Provided material:
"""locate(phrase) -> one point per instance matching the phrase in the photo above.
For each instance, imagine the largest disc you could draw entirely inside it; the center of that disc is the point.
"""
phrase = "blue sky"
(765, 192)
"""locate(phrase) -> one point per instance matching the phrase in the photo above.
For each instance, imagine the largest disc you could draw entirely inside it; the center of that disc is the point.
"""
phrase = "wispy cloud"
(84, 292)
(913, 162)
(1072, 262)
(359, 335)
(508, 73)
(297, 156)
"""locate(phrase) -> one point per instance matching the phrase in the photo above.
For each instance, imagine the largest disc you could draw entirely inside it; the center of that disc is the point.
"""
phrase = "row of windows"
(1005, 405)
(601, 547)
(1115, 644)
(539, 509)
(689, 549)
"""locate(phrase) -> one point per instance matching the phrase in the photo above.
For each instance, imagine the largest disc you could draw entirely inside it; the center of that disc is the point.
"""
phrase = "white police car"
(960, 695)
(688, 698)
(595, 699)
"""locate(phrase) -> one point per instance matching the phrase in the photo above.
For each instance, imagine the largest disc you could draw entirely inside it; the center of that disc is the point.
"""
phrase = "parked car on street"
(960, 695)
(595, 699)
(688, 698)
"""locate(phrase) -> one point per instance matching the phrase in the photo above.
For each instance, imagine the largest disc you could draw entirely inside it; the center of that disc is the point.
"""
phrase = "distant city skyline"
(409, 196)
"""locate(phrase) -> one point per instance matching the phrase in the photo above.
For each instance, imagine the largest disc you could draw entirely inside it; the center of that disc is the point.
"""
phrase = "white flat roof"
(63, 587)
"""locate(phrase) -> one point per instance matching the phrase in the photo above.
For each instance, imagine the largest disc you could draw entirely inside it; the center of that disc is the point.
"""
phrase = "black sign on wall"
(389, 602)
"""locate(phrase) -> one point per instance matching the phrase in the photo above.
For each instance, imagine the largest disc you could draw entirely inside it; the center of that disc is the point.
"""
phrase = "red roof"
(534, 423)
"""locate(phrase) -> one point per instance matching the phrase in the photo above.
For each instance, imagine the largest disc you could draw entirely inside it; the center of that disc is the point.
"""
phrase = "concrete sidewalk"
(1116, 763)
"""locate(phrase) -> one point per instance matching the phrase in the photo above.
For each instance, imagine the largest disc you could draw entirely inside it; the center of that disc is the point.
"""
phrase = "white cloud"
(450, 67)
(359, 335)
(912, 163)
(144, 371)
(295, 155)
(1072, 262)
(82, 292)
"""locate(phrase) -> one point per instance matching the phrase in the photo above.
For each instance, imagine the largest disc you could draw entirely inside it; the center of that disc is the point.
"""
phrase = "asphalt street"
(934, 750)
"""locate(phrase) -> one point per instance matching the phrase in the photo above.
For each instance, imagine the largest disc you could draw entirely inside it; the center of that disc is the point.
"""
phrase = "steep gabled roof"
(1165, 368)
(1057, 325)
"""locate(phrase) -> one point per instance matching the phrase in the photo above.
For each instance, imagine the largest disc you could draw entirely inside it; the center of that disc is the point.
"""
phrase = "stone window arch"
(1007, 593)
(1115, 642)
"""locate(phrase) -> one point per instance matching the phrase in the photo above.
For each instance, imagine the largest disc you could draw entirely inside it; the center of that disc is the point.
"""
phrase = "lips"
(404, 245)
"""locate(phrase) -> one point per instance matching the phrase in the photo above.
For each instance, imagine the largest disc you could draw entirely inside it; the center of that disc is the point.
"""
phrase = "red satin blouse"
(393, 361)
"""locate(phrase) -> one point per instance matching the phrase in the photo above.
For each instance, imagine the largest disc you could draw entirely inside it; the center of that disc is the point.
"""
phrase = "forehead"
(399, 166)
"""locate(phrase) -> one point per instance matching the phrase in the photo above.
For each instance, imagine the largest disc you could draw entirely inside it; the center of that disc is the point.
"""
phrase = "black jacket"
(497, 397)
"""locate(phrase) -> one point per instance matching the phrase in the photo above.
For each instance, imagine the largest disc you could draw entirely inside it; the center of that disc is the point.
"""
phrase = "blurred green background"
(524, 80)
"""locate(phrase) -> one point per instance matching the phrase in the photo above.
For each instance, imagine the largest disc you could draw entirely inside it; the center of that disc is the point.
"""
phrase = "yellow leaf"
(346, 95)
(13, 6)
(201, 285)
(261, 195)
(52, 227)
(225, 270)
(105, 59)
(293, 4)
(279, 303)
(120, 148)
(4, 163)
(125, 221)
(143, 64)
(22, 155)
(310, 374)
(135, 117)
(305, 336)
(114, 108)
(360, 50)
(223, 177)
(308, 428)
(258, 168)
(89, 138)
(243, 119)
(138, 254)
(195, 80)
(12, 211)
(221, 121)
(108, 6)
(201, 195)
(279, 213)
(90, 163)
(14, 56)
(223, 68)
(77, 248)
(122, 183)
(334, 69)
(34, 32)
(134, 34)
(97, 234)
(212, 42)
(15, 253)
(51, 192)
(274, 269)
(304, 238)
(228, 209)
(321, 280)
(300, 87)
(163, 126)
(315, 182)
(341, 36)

Goal of the exercise: Could you set down every line above exactly as written?

Task result:
"""locate(phrase) -> one point per instance matching the phrase in the photo above.
For each instance, imagine the largest disc you could draw entirely inside it; the center of that disc is the point.
"""
phrase = "blue sky"
(765, 192)
"""locate(phrase) -> one point per instance matching the phrase in the photo above.
For each instance, imagine the largest disc you could draw entirely inside it; the center of that disc is the point.
"""
phrase = "wispy cloud"
(84, 292)
(913, 162)
(1072, 262)
(359, 335)
(508, 73)
(297, 156)
"""locate(phrase) -> one point per instance matching the phrase in the photo above.
For each instance, imagine the largest disc you could draw entirely inside it; the center of that disc is the point.
"""
phrase = "row of windows"
(1005, 405)
(601, 547)
(1115, 644)
(539, 509)
(689, 549)
"""locate(phrase) -> one point per instance matching the phrase in the photo above.
For each instance, imagine the largest disc you could draw entirely inside it; the center of that disc is the point.
"""
phrase = "white police car"
(960, 695)
(688, 698)
(595, 699)
"""locate(phrase) -> one point per instance matching the phrase in the photo above.
For each instance, imagine the largest disc you could draw entirely inside it; the center of that disc is the point.
"""
phrase = "parked car on street"
(960, 695)
(595, 699)
(688, 698)
"""locate(phrase) -> one point per instance matching the phrase in the photo above.
For each instance, imagine the largest disc you could draw entirely inside it; the center of that disc is the point.
"""
phrase = "distant city skyline"
(409, 196)
"""locate(phrase) -> one point per instance matching the phrase in the photo above.
For each instance, imagine the largest disc you could draw entirely inside it; the center of that disc is the point.
"""
phrase = "white flat roof"
(63, 587)
"""locate(phrase) -> one point per instance matching the phrase in the photo above.
For each instance, imagine the largest disc you could draw entirely inside it; the center of that disc is the point.
"""
phrase = "black sign on wall"
(389, 602)
"""locate(phrase) -> one point per instance matching the phrase in the photo above.
For each instance, imagine the largest disc you could draw entirely inside it; the center of that disc is the point.
"""
phrase = "red roof"
(534, 423)
"""locate(phrase) -> one point per instance matching the phrase in the photo above.
For each instance, imagine the largest disc you could draw entirely inside it; the center of that disc is the point.
"""
phrase = "concrete sidewalk"
(1116, 763)
"""locate(phrase) -> one point per instance matching the phrase in the photo above.
For each instance, imagine the largest disc you could draw entirely inside it; the center of that disc is the point.
"""
phrase = "white cloud"
(450, 67)
(359, 335)
(912, 163)
(144, 371)
(295, 155)
(1072, 262)
(82, 292)
"""locate(phrase) -> one point per instance matching the phrase in the photo above.
For each instance, imagine the largest disc you could draw entirely inside it; the center of that disc is the point.
"""
phrase = "asphalt street"
(934, 750)
"""locate(phrase) -> one point per instance matching the phrase in the photo above.
For each instance, imagine the largest disc you could draw entirely inside it; the center of that disc is the point.
"""
phrase = "steep gabled roof"
(1165, 368)
(1057, 325)
"""locate(phrase) -> one point per instance matching the phrase in the photo above.
For each instance, imagine the largest disc you could draw entirely inside it; the center of that disc is the point.
"""
phrase = "stone window arch"
(1007, 593)
(1115, 642)
"""locate(phrase) -> one point per instance matching the phrase in the photo above.
For each instance, imagine the largest disc you could draw entirely inside it; the center of that disc is the point.
"""
phrase = "lips"
(404, 245)
"""locate(phrase) -> one point per instance matching the phrase in the photo above.
For each instance, imagine the largest disc you could draw entirely inside it; the center of that disc is the point.
"""
phrase = "red satin blouse"
(393, 361)
"""locate(phrase) -> one point per instance matching the phrase in the photo above.
For each instance, imagine the largest disc you could draw entirely inside it; the center of that disc is the point.
"""
phrase = "forehead"
(399, 166)
"""locate(phrase) -> one point per instance matching the phrase in the photo above.
For each instance, imagine the largest disc you could draw entirely inside it; the center of that disc is the point.
"""
phrase = "black jacket"
(497, 397)
"""locate(phrase) -> one point per instance matching the phrase in the photo above.
For each instance, imagine the largest disc you could draw entirely inside it; the center of that disc is the point.
"""
phrase = "blurred green background"
(524, 80)
"""locate(phrase) -> one point per instance matching the phrase in the photo above.
For each instance, imagine the largest disc you could draw entirely inside it; the center of that disc is the point.
"""
phrase = "yellow leaf"
(346, 95)
(13, 6)
(201, 285)
(261, 195)
(52, 227)
(225, 270)
(105, 59)
(293, 4)
(279, 303)
(120, 148)
(4, 163)
(125, 221)
(143, 64)
(22, 155)
(310, 374)
(135, 117)
(305, 336)
(114, 108)
(360, 50)
(223, 177)
(308, 428)
(258, 168)
(89, 138)
(243, 119)
(138, 254)
(195, 80)
(12, 211)
(221, 121)
(108, 6)
(201, 195)
(279, 213)
(90, 163)
(14, 56)
(223, 68)
(77, 248)
(122, 183)
(334, 69)
(34, 32)
(134, 34)
(97, 234)
(212, 42)
(15, 253)
(51, 192)
(274, 269)
(304, 238)
(228, 209)
(321, 280)
(300, 87)
(163, 126)
(315, 182)
(341, 36)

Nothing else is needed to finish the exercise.